> _Your objective_: Your task is to copy every line of the records below that contains "position".

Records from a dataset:
━━━━━━━━━━━━━━━━

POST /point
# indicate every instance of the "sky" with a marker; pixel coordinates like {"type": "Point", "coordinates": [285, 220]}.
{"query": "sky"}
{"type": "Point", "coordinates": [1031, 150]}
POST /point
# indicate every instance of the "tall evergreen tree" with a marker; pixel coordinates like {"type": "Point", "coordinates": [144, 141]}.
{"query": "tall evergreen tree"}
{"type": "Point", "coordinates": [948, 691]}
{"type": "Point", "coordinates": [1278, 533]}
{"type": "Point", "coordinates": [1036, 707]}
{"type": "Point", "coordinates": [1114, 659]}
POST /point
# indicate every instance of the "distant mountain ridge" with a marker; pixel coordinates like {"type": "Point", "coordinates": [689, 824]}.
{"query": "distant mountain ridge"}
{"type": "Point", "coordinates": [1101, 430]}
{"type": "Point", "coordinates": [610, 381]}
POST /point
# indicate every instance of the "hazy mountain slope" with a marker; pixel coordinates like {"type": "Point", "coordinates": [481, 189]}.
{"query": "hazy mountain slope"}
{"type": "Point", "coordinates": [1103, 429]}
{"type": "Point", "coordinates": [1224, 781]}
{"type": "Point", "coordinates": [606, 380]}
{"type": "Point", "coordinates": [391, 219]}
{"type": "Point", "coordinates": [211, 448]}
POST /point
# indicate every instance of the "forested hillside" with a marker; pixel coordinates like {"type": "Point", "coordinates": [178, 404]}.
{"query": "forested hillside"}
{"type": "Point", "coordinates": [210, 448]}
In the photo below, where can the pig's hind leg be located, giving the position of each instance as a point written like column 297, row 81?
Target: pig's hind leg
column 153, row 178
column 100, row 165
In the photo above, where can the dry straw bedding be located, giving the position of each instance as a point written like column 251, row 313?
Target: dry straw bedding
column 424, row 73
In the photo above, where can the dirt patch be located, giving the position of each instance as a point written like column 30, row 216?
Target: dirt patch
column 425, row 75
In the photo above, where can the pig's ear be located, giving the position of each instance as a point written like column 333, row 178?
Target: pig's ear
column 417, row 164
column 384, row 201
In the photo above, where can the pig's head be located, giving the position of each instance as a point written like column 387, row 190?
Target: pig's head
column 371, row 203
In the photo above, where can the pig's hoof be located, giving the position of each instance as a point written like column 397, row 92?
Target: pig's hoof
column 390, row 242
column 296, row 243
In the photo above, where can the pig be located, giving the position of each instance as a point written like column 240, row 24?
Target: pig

━━━━━━━━━━━━━━━━

> _Answer to this problem_:
In the photo below, where can the pig's hind leg be located, giving the position of each instance as a point written like column 297, row 81?
In the photo above, where can the dry straw bedding be located, giving the position of each instance as a point written like column 251, row 313?
In the photo above, where can the dirt patch be located, giving the position of each instance as a point written like column 30, row 216?
In the photo above, where can the pig's ear be located, giving the position of each instance as a point written like column 333, row 178?
In the photo above, where can the pig's head be located, giving the position of each instance as a point written like column 387, row 190?
In the photo above, where can the pig's hoof be located, giving the position of each instance as a point written like column 397, row 92?
In the photo above, where can the pig be located, giving the position of each instance as a point written like column 240, row 24?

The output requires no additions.